Your instructions: Your task is to extract every line from the material below exactly.

—————

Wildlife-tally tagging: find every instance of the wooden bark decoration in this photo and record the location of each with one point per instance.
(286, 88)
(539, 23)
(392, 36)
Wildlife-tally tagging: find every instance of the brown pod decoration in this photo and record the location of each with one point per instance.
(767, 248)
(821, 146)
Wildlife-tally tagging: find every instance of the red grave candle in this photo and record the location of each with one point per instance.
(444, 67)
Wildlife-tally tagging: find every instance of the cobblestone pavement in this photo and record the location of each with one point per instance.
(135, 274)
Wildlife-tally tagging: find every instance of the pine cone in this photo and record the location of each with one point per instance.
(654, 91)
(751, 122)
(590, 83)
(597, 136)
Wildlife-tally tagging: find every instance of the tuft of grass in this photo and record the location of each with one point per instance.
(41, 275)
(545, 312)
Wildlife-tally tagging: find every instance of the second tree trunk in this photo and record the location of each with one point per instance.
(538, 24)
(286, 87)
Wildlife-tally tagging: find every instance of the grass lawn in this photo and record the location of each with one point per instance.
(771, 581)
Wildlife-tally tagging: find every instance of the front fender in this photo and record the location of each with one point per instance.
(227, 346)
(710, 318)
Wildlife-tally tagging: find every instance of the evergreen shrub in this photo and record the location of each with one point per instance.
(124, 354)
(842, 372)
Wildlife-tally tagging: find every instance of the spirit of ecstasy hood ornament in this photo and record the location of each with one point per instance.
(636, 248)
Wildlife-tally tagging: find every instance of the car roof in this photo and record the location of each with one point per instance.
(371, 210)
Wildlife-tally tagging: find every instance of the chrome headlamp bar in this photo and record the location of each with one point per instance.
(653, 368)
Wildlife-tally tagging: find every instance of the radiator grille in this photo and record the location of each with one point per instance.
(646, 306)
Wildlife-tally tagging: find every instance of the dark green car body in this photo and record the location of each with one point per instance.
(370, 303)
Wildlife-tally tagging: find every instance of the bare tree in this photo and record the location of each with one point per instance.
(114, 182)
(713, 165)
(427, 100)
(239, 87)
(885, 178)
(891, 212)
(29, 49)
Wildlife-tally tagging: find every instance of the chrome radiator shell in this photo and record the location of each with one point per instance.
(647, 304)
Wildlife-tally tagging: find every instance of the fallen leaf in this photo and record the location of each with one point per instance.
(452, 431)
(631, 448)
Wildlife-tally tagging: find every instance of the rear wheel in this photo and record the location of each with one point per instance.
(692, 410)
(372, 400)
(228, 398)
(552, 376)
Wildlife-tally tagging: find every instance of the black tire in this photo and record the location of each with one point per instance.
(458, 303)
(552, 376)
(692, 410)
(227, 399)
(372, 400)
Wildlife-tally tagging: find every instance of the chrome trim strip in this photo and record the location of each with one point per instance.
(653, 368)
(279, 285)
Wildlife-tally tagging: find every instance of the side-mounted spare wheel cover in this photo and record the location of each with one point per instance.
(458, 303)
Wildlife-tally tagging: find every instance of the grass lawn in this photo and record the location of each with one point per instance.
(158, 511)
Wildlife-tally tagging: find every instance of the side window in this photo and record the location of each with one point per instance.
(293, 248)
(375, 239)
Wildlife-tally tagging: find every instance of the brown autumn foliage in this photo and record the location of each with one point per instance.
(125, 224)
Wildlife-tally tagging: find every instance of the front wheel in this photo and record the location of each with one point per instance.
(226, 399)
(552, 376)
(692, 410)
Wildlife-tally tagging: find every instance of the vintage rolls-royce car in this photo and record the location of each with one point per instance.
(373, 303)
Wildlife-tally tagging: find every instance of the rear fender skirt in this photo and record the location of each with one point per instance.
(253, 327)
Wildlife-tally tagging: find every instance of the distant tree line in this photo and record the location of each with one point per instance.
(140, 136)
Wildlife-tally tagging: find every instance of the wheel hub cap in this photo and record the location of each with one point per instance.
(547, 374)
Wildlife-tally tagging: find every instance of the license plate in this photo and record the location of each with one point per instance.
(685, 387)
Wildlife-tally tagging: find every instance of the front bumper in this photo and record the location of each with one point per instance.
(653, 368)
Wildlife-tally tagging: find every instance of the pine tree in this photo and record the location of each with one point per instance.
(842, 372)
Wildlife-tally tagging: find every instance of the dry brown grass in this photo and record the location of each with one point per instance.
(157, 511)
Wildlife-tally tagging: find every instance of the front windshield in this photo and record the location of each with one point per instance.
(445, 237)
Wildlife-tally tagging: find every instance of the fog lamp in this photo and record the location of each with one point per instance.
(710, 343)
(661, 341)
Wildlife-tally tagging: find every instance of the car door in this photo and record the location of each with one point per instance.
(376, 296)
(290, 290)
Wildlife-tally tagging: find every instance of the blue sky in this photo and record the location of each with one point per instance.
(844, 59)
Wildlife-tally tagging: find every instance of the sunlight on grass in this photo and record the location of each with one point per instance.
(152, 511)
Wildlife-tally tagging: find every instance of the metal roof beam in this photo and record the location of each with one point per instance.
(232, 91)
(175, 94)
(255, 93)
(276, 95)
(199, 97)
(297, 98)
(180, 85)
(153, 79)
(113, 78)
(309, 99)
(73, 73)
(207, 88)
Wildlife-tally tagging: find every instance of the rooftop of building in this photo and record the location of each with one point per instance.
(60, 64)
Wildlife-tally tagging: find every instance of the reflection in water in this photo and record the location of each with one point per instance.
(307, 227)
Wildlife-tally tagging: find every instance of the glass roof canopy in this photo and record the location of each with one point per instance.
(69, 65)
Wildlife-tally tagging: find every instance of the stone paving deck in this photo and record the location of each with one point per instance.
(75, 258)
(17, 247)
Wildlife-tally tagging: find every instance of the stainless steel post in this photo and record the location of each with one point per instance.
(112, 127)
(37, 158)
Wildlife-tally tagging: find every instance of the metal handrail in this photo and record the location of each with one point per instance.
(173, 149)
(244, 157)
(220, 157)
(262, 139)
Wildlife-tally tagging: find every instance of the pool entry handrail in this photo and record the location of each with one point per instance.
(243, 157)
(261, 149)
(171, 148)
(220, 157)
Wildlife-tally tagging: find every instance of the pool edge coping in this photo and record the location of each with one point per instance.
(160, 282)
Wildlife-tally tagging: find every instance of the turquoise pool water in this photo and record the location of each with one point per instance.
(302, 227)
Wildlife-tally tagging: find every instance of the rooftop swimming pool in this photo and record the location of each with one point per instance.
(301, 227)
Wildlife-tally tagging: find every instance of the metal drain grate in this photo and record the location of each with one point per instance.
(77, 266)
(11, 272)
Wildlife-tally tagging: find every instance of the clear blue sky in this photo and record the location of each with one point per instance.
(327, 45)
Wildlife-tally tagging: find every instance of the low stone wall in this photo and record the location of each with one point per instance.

—————

Answer to this problem:
Wildlife-tally tagging: find every instance of the wooden bark decoration in this photo and record the location of each with one point per instance.
(286, 88)
(539, 23)
(392, 36)
Wildlife-tally tagging: find every instance of the brown pod decoration in this photo and record the location of each with one point per instance.
(767, 248)
(821, 146)
Wildlife-tally tagging: find every instance of the red grave candle in this photo and record the location of each with one point per instance.
(444, 67)
Wildlife-tally tagging: find every instance of the cobblestone pavement in this photo and record the location of each with one point per instance.
(135, 274)
Wildlife-tally tagging: find every instance of the pine cone in this photo and record the location of each with one point per instance.
(654, 91)
(751, 122)
(590, 83)
(597, 136)
Wildlife-tally tagging: find every instance of the tuft of grass in this photo and record the location of each with one point per instance.
(41, 275)
(545, 312)
Wildlife-tally tagging: find every instance of the second tree trunk in this photo and record the location of each with one point per instance.
(538, 24)
(286, 87)
Wildlife-tally tagging: find every instance of the grass lawn in this photo and record the location of each with one point per instance.
(771, 581)
Wildlife-tally tagging: find every instance of the front fender in this photo and record the location of each with one point per instance.
(227, 346)
(710, 318)
Wildlife-tally tagging: find every instance of the evergreen shrub in this photo and record the location of each with one point per instance.
(124, 354)
(842, 372)
Wildlife-tally tagging: find every instance of the spirit of ecstasy hood ornament in this photo and record the location of each with one point per instance.
(636, 248)
Wildlife-tally tagging: find every instance of the car roof in this photo and record the location of each with one point per instance.
(371, 210)
Wildlife-tally tagging: find every instance of the chrome headlamp bar in this photo and record the location of each with one point per instance.
(653, 368)
Wildlife-tally tagging: find every instance of the radiator grille in this photo and record the location of each with one point per instance.
(646, 306)
Wildlife-tally tagging: find every instance of the dark green car body in this photo and record the location of each with one point per instance.
(370, 303)
Wildlife-tally tagging: find every instance of the bare tree in this photo and record the location of each with one point per instance.
(114, 182)
(713, 165)
(427, 100)
(239, 87)
(885, 178)
(891, 212)
(29, 49)
Wildlife-tally tagging: find every instance of the chrome radiator shell in this photo and record the location of each with one point per instance.
(647, 304)
Wildlife-tally tagging: find every instance of the fallen leaf in this photo and record the location of each with one point per instance.
(452, 431)
(631, 448)
Wildlife-tally tagging: find every instance of the rear wheel in this photo and record the location of each with one point per instance.
(692, 410)
(372, 400)
(228, 398)
(552, 376)
Wildlife-tally tagging: find every instance of the black tire in this photo and record the location of each with one point per instance.
(458, 303)
(552, 376)
(692, 410)
(227, 399)
(372, 400)
Wildlife-tally tagging: find every instance of the chrome trim strip in this photo and record the location of each with one point per instance.
(653, 368)
(279, 285)
Wildlife-tally tagging: find every instance of the side-mounted spare wheel cover in this photo and record the location of each with one point per instance.
(458, 303)
Wildlife-tally tagging: find every instance of the grass lawn in this photo and record the location of each with one point per instance.
(158, 511)
Wildlife-tally tagging: find every instance of the side window in this photo and record the location of each with one point per instance.
(293, 248)
(375, 239)
Wildlife-tally tagging: find every instance of the brown autumn foliage in this photo and record the location of each with one point per instance.
(125, 224)
Wildlife-tally tagging: find every instance of the front wheel in this photo and record the location of each with one point per instance.
(226, 399)
(552, 376)
(692, 410)
Wildlife-tally tagging: find every instance of the vintage rolls-royce car in this photo and record the location of each with one point per instance.
(373, 303)
Wildlife-tally tagging: find every instance of the rear fender skirt in this photo and record the location of each with one point per instance.
(253, 327)
Wildlife-tally tagging: find every instance of the distant tree line in this photo and record the location of each with one point per instance.
(140, 136)
Wildlife-tally tagging: find every instance of the wheel hub cap in this photo and record the location of each with one point per instance.
(547, 374)
Wildlife-tally tagging: find every instance of the license plate in this photo and record the location of each with one point per instance.
(685, 387)
Wildlife-tally tagging: find every instance of the front bumper in this photo and record the location of each with one point per instance.
(653, 368)
Wildlife-tally tagging: find every instance of the pine tree in this photo and record the location of each with one point per instance.
(842, 372)
Wildlife-tally tagging: find every instance of the dry brown grass in this photo and record the location of each with one point per instance.
(157, 511)
Wildlife-tally tagging: find every instance of the front windshield in this photo and record the location of each with one point per instance.
(445, 237)
Wildlife-tally tagging: find every instance of the fog lamp in this photo and record the location of each with one point per instance.
(710, 343)
(661, 341)
Wildlife-tally tagging: find every instance of the car door in this photo and record the location of each with one point per instance.
(376, 296)
(290, 290)
Wildlife-tally tagging: find every instance of the blue sky in this photo and record the location of each with one point per instance.
(844, 59)
Wildlife-tally tagging: find every instance of the sunlight on grass in this photo and record the location of each with one point per instance.
(152, 511)
Wildlife-tally tagging: find every instance of the metal roof beam in this photo and record the location of each with one point per instance.
(232, 91)
(175, 94)
(255, 93)
(276, 95)
(199, 97)
(297, 98)
(180, 85)
(153, 79)
(113, 78)
(309, 99)
(73, 73)
(207, 88)
Wildlife-tally tagging: find every instance of the rooftop of building in this photo and record the location of each with one point per instance.
(60, 64)
Wildlife-tally tagging: find every instance of the reflection in water in this photo and record the location of each with one point per instance.
(307, 227)
Wildlife-tally tagging: find every instance of the glass roof canopy in this photo and record the location of each with one point per instance.
(69, 65)
Wildlife-tally tagging: find every instance of the stone paving deck in this photo and record the location of each with one point per instance.
(75, 258)
(17, 247)
Wildlife-tally tagging: find every instance of the stainless steel post in this photo and record the location of each with one point per instance.
(112, 127)
(37, 158)
Wildlife-tally tagging: find every instance of the metal handrail in this photo and record the location of each with one point per instance.
(173, 149)
(244, 157)
(220, 157)
(262, 139)
Wildlife-tally tagging: find every instance of the pool entry handrail in this photo and record the location of each with one point per instance.
(243, 157)
(261, 149)
(171, 148)
(220, 157)
Wildlife-tally tagging: find every instance of the pool edge coping in this photo and record the location of each with one point per instance.
(160, 282)
Wildlife-tally tagging: find every instance of the turquoise pool water in this photo and record the location of each with one point per instance.
(302, 227)
Wildlife-tally tagging: find every instance of the rooftop swimming pool in this photo and record the location of each with one point per instance.
(301, 227)
Wildlife-tally tagging: find every instance of the metal drain grate in this photo and record the location of each with one point per instance.
(77, 266)
(11, 272)
Wildlife-tally tagging: find every instance of the clear blue sky in this photo and record the location of each with one point per instance.
(327, 45)
Wildlife-tally tagging: find every instance of the low stone wall in this photo and record the location of each with one point per instance.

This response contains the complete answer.